-- AUFGABEN --
a – Fasse im Textauszug den Absatz, der mit „Jenseits der dargestellten“ beginnt, als knappe Liste zusammen und behalte dabei seine wesentlichen Aussagen bei.
b – Stimmen die folgenden Aussagen mit dem Textauszug überein? Antworte jeweils mit Ja oder Nein und zitiere die entscheidenden Worte wörtlich.
(i) Berbeli Wanning wählt einen Zugang zur Inklusion über Literatur, in der es um Epilepsie geht.
(ii) Der Band enthält 30 Aufsätze.
(iii) Die Perspektive, aus der ein Beitrag hervorgehoben wird, ist die einer Lehrkraft mit voller Stelle.
c – Gib aus dem Textauszug den Abschnitt unverändert wieder, der mit „Jenseits der dargestellten, von“ beginnt und mit „und dementsprechend auswählen.“ endet.

-- TEXTAUSZUG --
=======

Jenseits der dargestellten, von den meisten Beiträgern geteilten Gemeinsamkeiten findet sich in den bunt gemischten Texten eine Vielzahl sehr unterschiedlicher Perspektiven und Anregungen. Oft werden, entsprechend dem von Rupp konstatierten Primat des Didaktischen und Methodischen, bestimmte Zugänge zum Lerngegenstand fokussiert, etwa durch Medienverbünde. Berbeli Wanning hingegen wählt einen thematisch-inhaltlichen Zugang zur Inklusion über Literatur, in der Epilepsie thematisiert wird. Andere Beiträge wiederum sind rein theoretischer Natur. So bemüht sich etwa Christiane Hochstadt um eine Überwindung des funktionalen Sprachbegriffs, um die ästhetischen Aspekte von Sprache stärker in den Blick zu nehmen. Je nach Erkenntnisinteresse wird der Leser die Aufsätze unterschiedlich interessant finden und dementsprechend auswählen.
Wenn im Folgenden ein Beitrag aus den 20 Aufsätzen als besonders ansprechend hervorgehoben wird, dann geschieht das aus der Perspektive eines Deutschdidaktikers, der zugleich mit halber Stelle als Deutschlehrer in einer inklusiven Gesamtschule in der Sekundarstufe tätig ist, der sich also neben theoretischen Konzepten praktikable Vorschläge erhofft, die insbesondere auch mit einer schulischen, im Inklusionsparadigma leider häufig eher geringgeschätzten „Vermittlungsperspektive“ harmonieren.

=======

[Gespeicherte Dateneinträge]
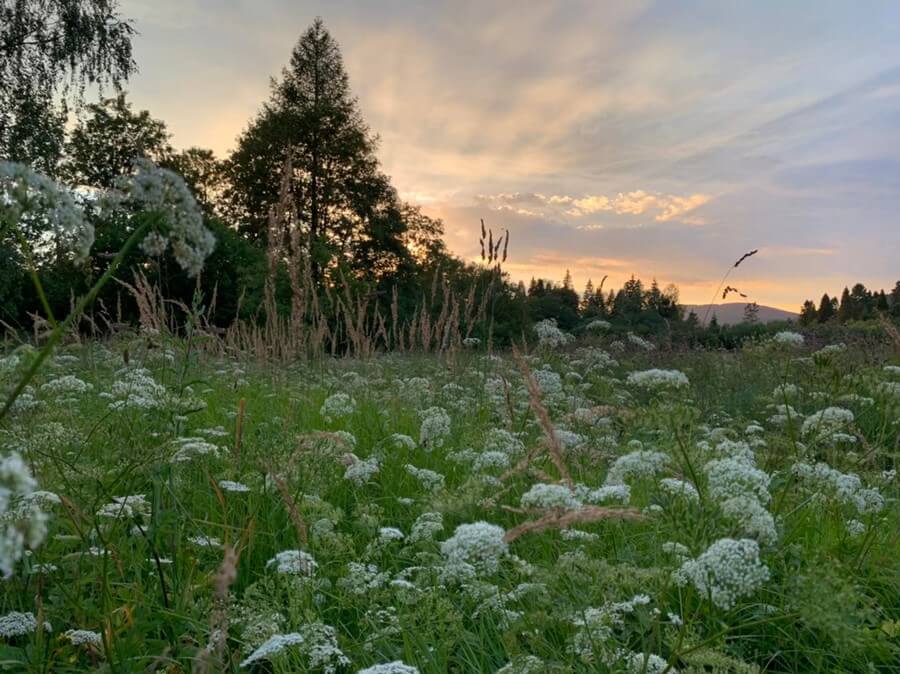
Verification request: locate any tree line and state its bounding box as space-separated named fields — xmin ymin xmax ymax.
xmin=799 ymin=281 xmax=900 ymax=326
xmin=0 ymin=0 xmax=900 ymax=343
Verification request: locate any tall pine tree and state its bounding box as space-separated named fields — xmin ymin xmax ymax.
xmin=226 ymin=19 xmax=408 ymax=282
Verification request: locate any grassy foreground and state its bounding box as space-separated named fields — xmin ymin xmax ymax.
xmin=0 ymin=337 xmax=900 ymax=673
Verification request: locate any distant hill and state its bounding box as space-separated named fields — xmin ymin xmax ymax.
xmin=684 ymin=302 xmax=797 ymax=325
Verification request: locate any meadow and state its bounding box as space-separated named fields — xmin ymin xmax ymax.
xmin=0 ymin=323 xmax=900 ymax=674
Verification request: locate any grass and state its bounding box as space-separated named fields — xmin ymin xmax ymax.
xmin=0 ymin=336 xmax=900 ymax=673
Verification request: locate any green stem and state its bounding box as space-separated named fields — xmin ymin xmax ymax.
xmin=0 ymin=220 xmax=151 ymax=420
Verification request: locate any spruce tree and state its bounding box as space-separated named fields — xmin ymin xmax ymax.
xmin=816 ymin=293 xmax=836 ymax=323
xmin=226 ymin=19 xmax=407 ymax=282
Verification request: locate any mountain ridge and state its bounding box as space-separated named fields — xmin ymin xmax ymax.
xmin=683 ymin=302 xmax=798 ymax=325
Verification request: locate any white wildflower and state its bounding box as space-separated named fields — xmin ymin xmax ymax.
xmin=319 ymin=393 xmax=356 ymax=423
xmin=627 ymin=368 xmax=691 ymax=389
xmin=419 ymin=407 xmax=450 ymax=450
xmin=441 ymin=522 xmax=509 ymax=573
xmin=356 ymin=660 xmax=419 ymax=674
xmin=520 ymin=482 xmax=581 ymax=510
xmin=266 ymin=550 xmax=319 ymax=576
xmin=241 ymin=632 xmax=303 ymax=667
xmin=344 ymin=454 xmax=379 ymax=487
xmin=0 ymin=611 xmax=52 ymax=639
xmin=772 ymin=330 xmax=806 ymax=346
xmin=606 ymin=449 xmax=670 ymax=485
xmin=62 ymin=630 xmax=103 ymax=648
xmin=673 ymin=538 xmax=769 ymax=610
xmin=404 ymin=463 xmax=444 ymax=492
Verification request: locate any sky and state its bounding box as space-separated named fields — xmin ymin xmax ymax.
xmin=121 ymin=0 xmax=900 ymax=310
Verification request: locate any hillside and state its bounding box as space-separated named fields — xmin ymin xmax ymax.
xmin=684 ymin=302 xmax=797 ymax=325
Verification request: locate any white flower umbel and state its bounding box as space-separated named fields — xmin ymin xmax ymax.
xmin=319 ymin=393 xmax=356 ymax=423
xmin=409 ymin=512 xmax=444 ymax=543
xmin=0 ymin=161 xmax=94 ymax=262
xmin=672 ymin=538 xmax=769 ymax=610
xmin=404 ymin=463 xmax=444 ymax=492
xmin=266 ymin=550 xmax=319 ymax=576
xmin=344 ymin=454 xmax=378 ymax=487
xmin=791 ymin=463 xmax=884 ymax=515
xmin=534 ymin=318 xmax=572 ymax=349
xmin=659 ymin=477 xmax=700 ymax=501
xmin=97 ymin=494 xmax=150 ymax=520
xmin=356 ymin=660 xmax=419 ymax=674
xmin=772 ymin=330 xmax=806 ymax=346
xmin=117 ymin=159 xmax=216 ymax=276
xmin=419 ymin=407 xmax=450 ymax=451
xmin=62 ymin=630 xmax=103 ymax=648
xmin=520 ymin=482 xmax=581 ymax=510
xmin=704 ymin=458 xmax=772 ymax=503
xmin=721 ymin=496 xmax=778 ymax=545
xmin=241 ymin=632 xmax=303 ymax=667
xmin=627 ymin=368 xmax=691 ymax=390
xmin=441 ymin=522 xmax=509 ymax=573
xmin=0 ymin=452 xmax=49 ymax=576
xmin=606 ymin=449 xmax=670 ymax=485
xmin=0 ymin=611 xmax=52 ymax=639
xmin=800 ymin=407 xmax=854 ymax=439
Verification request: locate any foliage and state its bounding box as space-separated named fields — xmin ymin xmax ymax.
xmin=0 ymin=0 xmax=136 ymax=175
xmin=0 ymin=331 xmax=900 ymax=672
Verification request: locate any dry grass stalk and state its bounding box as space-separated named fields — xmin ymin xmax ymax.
xmin=513 ymin=347 xmax=575 ymax=489
xmin=234 ymin=398 xmax=247 ymax=462
xmin=194 ymin=545 xmax=239 ymax=674
xmin=503 ymin=506 xmax=645 ymax=543
xmin=268 ymin=466 xmax=309 ymax=548
xmin=878 ymin=313 xmax=900 ymax=349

=======

-- LÖSUNGEN --
a –
- Über die gemeinsamen Grundzüge hinaus bieten die Texte viele unterschiedliche Perspektiven und Anregungen.
- Entsprechend dem von Rupp festgestellten Vorrang des Didaktischen und Methodischen stehen oft bestimmte Zugänge zum Lerngegenstand im Mittelpunkt, etwa Medienverbünde.
- Berbeli Wanning nähert sich der Inklusion dagegen thematisch-inhaltlich über Literatur, die Epilepsie behandelt.
- Manche Beiträge sind rein theoretisch. Christiane Hochstadt etwa will den funktionalen Sprachbegriff überwinden, um ästhetische Aspekte der Sprache stärker zu berücksichtigen.
- Welche Aufsätze der Leser interessant findet und auswählt, hängt von seinem Erkenntnisinteresse ab.

b –
(i) Ja: „Berbeli Wanning hingegen wählt einen thematisch-inhaltlichen Zugang zur Inklusion über Literatur, in der Epilepsie thematisiert wird.“
(ii) Nein: „aus den 20 Aufsätzen“
(iii) Nein: „mit halber Stelle als Deutschlehrer“

c –
Jenseits der dargestellten, von den meisten Beiträgern geteilten Gemeinsamkeiten findet sich in den bunt gemischten Texten eine Vielzahl sehr unterschiedlicher Perspektiven und Anregungen. Oft werden, entsprechend dem von Rupp konstatierten Primat des Didaktischen und Methodischen, bestimmte Zugänge zum Lerngegenstand fokussiert, etwa durch Medienverbünde. Berbeli Wanning hingegen wählt einen thematisch-inhaltlichen Zugang zur Inklusion über Literatur, in der Epilepsie thematisiert wird. Andere Beiträge wiederum sind rein theoretischer Natur. So bemüht sich etwa Christiane Hochstadt um eine Überwindung des funktionalen Sprachbegriffs, um die ästhetischen Aspekte von Sprache stärker in den Blick zu nehmen. Je nach Erkenntnisinteresse wird der Leser die Aufsätze unterschiedlich interessant finden und dementsprechend auswählen.